■ **SOURCE EXTRACT**
Segment Open
Since the seminal work of Helmholtz1, who hypothesized 150 years ago that perception can be seen as a process of unconscious inference, an increasing number of studies have shown that the brain performs perceptual tasks consistently with Bayesian inference2,3. In this perspective, perception relies on noisy and incomplete data that needs to be integrated across multiple sensory modalities and weighted according to sensory reliability. In addition, perception makes use of the strong statistical regularities of objects in our environment by forming prior beliefs about the world. Since our environment is fundamentally dynamic, the ability to adapt to changes in real time is essential for perception. This ‘Bayesian brain hypothesis’ is supported by ample experimental evidence, ranging from psychophysical findings4,5,6 to neuronal recordings7,8,9 that are in line with Bayesian computation. However, most of the studies concerned with the theory of perception consider fairly simple tasks, where the observations are generated either from static hidden variables10 or from hidden variables with a discrete state-space11,12, or the underlying dynamics are considered linear13,14.

In a dynamical setting, where temporally changing signals have to be estimated online from the history of observations, Bayesian inference is commonly referred to as ‘filtering’. In general, nonlinear Bayesian filtering is a challenging task even without the imperative of a plausible implementation on a neuronal architecture. If the prior distribution is a Gaussian and the noisy observations depend linearly on the hidden states, the inference problem is solved by the Kalman filter15,16, which has received substantial attention in the signal processing community and turns out to be of increasing importance in neuroscientific phenomenological modeling, e.g. in sensorimotor integration tasks4 or in estimating motor disturbances from an adaptive gain17. Solutions for most nonlinear, i.e. non-Gaussian, filtering problems18,19 are analytically intractable and thus have to be approximated.
Segment Closed
■ **EXERCISE PROMPT**
Return the entire Bayesian filtering passage word for word. These entries come from a different source than the Bayesian filtering passage.

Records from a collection
Segment Open
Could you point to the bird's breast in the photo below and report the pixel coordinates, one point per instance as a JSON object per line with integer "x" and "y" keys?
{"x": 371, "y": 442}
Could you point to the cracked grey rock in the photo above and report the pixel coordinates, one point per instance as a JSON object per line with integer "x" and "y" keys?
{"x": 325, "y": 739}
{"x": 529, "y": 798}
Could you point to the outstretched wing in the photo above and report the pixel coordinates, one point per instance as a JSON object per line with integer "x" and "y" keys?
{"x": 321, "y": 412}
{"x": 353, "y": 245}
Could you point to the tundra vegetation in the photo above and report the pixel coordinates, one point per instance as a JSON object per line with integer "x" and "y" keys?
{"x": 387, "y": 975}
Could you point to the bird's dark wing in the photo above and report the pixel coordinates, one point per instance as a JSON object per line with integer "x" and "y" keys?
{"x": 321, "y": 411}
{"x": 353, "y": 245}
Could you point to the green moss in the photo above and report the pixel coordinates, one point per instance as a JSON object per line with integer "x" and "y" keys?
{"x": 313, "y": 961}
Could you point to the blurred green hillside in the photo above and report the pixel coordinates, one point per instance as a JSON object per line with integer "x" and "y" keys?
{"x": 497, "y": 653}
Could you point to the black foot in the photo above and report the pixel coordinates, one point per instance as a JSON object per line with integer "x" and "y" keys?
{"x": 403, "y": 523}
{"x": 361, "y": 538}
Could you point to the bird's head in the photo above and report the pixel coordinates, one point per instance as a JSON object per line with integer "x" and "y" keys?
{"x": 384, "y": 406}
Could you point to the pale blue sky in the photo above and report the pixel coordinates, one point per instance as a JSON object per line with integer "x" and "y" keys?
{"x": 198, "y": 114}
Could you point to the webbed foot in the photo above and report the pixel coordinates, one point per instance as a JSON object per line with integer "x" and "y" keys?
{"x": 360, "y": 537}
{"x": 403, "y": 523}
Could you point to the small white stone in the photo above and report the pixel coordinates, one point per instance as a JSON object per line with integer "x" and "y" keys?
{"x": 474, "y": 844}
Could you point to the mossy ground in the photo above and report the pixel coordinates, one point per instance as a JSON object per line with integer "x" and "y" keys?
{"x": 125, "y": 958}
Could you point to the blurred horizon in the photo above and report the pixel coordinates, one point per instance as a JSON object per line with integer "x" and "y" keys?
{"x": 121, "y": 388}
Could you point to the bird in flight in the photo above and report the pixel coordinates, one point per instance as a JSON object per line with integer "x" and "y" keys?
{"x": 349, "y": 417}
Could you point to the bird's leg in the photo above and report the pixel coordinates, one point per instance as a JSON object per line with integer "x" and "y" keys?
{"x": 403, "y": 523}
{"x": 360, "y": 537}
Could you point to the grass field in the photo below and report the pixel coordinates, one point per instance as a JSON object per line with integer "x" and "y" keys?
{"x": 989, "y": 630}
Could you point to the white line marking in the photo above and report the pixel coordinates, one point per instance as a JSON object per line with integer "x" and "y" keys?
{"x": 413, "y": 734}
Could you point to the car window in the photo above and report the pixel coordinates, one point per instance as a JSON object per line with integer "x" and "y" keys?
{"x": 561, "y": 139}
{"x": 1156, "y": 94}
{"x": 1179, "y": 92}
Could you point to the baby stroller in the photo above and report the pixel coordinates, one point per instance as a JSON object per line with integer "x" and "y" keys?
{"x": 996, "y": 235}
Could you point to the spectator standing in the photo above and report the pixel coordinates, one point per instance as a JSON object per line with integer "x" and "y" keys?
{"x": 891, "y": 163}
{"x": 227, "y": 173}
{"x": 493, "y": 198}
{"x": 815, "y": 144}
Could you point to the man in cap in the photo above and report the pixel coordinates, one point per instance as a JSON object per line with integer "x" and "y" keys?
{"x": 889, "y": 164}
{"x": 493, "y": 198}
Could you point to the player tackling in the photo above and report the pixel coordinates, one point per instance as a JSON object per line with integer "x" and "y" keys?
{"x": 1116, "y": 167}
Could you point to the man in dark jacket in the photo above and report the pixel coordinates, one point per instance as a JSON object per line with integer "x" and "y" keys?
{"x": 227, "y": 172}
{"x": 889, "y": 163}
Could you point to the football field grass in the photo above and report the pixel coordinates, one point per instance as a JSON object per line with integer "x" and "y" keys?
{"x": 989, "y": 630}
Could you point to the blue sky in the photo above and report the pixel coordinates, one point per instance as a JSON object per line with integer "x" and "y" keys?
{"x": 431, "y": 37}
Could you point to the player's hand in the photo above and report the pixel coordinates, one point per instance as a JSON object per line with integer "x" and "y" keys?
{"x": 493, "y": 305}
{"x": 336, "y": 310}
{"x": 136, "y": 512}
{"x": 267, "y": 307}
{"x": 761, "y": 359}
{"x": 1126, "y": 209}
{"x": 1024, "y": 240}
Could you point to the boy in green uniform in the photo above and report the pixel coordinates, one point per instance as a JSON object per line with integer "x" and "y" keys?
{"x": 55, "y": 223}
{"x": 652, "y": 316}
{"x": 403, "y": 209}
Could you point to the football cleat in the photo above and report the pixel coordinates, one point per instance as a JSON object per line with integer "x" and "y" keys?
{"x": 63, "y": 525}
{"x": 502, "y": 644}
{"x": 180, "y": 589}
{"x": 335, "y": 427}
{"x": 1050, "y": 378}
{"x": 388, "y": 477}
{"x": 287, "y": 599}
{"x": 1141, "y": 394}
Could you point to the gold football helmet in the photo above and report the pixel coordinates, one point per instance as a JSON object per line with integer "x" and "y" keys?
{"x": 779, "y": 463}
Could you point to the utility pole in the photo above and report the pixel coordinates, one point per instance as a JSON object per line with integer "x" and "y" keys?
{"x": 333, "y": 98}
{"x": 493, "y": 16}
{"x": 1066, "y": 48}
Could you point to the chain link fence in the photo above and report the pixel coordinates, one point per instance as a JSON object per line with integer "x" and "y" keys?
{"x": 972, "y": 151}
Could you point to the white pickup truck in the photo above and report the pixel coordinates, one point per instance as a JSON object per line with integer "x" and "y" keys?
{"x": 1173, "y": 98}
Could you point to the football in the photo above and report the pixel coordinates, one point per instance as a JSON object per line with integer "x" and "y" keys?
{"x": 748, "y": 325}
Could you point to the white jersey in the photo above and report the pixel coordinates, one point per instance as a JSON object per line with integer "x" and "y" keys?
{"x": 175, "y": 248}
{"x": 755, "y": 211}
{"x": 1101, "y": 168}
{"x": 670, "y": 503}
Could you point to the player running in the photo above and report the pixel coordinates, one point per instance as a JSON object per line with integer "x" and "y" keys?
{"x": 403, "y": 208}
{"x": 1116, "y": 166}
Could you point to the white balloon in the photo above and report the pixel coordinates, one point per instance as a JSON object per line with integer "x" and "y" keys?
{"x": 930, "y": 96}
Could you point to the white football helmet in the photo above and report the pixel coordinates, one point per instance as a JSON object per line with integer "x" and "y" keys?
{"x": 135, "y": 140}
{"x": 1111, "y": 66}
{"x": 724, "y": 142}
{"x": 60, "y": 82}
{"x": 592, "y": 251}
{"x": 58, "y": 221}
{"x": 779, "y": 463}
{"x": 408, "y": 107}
Segment Closed
■ **RESPONSE TO THIS EXERCISE**
Since the seminal work of Helmholtz1, who hypothesized 150 years ago that perception can be seen as a process of unconscious inference, an increasing number of studies have shown that the brain performs perceptual tasks consistently with Bayesian inference2,3. In this perspective, perception relies on noisy and incomplete data that needs to be integrated across multiple sensory modalities and weighted according to sensory reliability. In addition, perception makes use of the strong statistical regularities of objects in our environment by forming prior beliefs about the world. Since our environment is fundamentally dynamic, the ability to adapt to changes in real time is essential for perception. This ‘Bayesian brain hypothesis’ is supported by ample experimental evidence, ranging from psychophysical findings4,5,6 to neuronal recordings7,8,9 that are in line with Bayesian computation. However, most of the studies concerned with the theory of perception consider fairly simple tasks, where the observations are generated either from static hidden variables10 or from hidden variables with a discrete state-space11,12, or the underlying dynamics are considered linear13,14.

In a dynamical setting, where temporally changing signals have to be estimated online from the history of observations, Bayesian inference is commonly referred to as ‘filtering’. In general, nonlinear Bayesian filtering is a challenging task even without the imperative of a plausible implementation on a neuronal architecture. If the prior distribution is a Gaussian and the noisy observations depend linearly on the hidden states, the inference problem is solved by the Kalman filter15,16, which has received substantial attention in the signal processing community and turns out to be of increasing importance in neuroscientific phenomenological modeling, e.g. in sensorimotor integration tasks4 or in estimating motor disturbances from an adaptive gain17. Solutions for most nonlinear, i.e. non-Gaussian, filtering problems18,19 are analytically intractable and thus have to be approximated.